### Exercise input

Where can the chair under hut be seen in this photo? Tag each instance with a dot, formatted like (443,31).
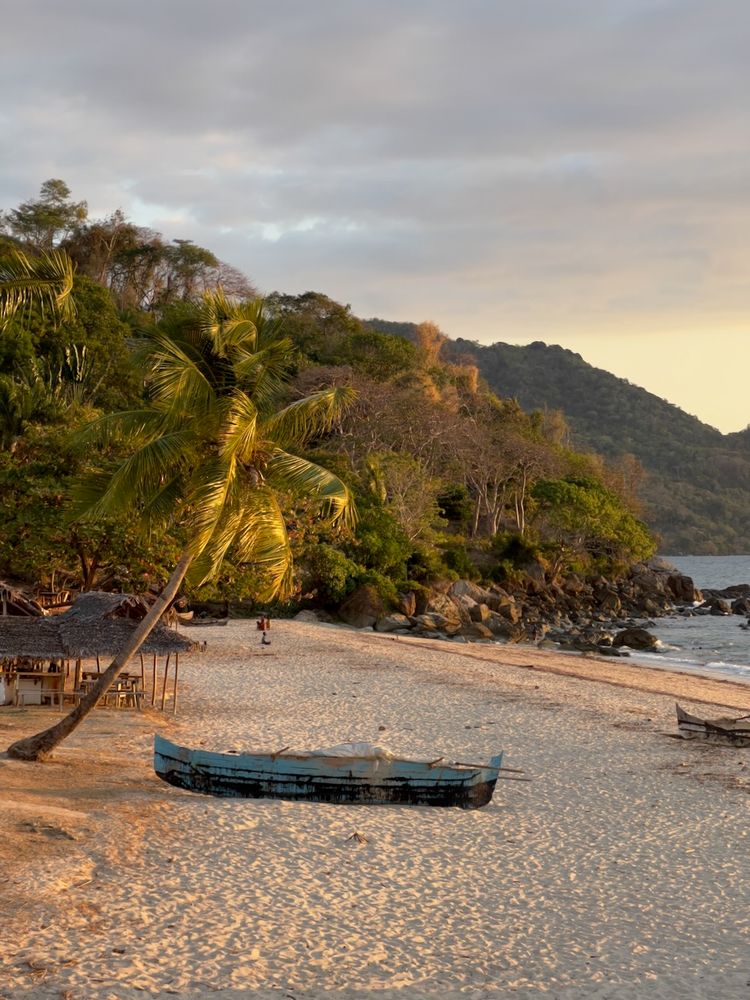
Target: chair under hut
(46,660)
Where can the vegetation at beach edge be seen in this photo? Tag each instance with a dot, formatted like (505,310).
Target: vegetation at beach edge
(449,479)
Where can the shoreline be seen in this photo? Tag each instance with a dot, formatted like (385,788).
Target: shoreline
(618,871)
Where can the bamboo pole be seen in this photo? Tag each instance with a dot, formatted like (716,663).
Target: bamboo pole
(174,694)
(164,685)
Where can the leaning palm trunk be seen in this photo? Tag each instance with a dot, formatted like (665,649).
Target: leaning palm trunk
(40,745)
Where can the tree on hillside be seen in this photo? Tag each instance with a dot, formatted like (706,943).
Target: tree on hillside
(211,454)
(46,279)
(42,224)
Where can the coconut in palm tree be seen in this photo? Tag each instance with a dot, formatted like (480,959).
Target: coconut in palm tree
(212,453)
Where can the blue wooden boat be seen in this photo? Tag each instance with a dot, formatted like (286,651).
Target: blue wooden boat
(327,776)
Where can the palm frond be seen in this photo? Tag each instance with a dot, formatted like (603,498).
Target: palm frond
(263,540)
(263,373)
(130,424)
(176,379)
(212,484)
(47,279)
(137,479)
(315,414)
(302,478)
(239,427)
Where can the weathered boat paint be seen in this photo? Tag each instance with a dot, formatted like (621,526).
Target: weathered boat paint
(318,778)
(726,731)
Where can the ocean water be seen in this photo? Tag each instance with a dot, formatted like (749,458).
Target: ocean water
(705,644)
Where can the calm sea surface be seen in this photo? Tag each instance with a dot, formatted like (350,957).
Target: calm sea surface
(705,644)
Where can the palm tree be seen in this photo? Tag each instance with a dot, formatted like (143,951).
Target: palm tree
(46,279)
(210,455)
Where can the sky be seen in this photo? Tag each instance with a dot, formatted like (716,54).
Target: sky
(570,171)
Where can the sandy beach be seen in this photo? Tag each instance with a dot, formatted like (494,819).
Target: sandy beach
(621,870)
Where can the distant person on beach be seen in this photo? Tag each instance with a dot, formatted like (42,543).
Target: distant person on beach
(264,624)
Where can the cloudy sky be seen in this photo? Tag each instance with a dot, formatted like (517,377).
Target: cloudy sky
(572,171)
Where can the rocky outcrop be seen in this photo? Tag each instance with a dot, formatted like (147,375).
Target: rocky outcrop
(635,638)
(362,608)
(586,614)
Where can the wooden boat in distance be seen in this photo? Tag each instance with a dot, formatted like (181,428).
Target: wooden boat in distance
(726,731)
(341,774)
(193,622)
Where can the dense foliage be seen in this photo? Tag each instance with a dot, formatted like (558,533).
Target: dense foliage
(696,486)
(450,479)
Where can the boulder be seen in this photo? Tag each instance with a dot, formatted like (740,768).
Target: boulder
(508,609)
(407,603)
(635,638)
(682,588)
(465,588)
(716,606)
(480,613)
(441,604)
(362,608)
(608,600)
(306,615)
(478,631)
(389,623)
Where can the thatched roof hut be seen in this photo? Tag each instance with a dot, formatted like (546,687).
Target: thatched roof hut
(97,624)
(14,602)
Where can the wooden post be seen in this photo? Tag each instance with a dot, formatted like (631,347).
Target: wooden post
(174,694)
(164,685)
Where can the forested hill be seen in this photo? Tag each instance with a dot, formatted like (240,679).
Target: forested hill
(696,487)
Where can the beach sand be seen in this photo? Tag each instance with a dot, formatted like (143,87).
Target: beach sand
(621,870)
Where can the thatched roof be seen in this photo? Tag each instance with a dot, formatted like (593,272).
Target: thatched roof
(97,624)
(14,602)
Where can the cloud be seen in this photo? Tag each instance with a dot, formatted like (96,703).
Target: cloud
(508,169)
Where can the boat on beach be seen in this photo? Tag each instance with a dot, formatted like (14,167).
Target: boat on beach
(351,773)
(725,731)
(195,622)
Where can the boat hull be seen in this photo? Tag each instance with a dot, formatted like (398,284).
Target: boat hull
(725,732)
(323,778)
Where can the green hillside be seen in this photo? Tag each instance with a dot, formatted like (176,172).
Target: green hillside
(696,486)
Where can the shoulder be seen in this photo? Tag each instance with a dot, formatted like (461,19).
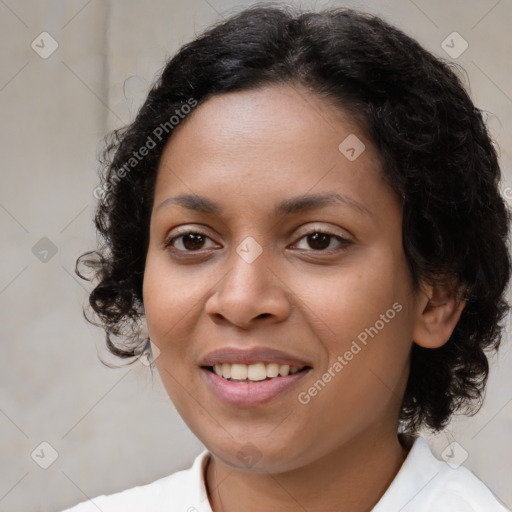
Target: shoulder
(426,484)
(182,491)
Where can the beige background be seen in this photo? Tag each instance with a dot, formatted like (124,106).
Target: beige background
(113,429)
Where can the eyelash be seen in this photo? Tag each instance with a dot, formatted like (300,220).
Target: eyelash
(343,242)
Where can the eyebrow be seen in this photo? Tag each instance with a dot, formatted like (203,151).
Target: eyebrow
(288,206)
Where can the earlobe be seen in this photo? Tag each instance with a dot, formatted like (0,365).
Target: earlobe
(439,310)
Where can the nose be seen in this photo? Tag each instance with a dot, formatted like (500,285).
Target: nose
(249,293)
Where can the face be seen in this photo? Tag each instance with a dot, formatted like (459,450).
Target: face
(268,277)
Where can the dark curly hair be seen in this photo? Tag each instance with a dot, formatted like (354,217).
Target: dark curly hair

######

**What to do**
For the string "dark", search the preceding data and copy every line that includes it.

**Result for this task**
Where can the dark curly hair be seen in this photo? Tag each instance with a dot, formatted like (354,217).
Target: dark curly hair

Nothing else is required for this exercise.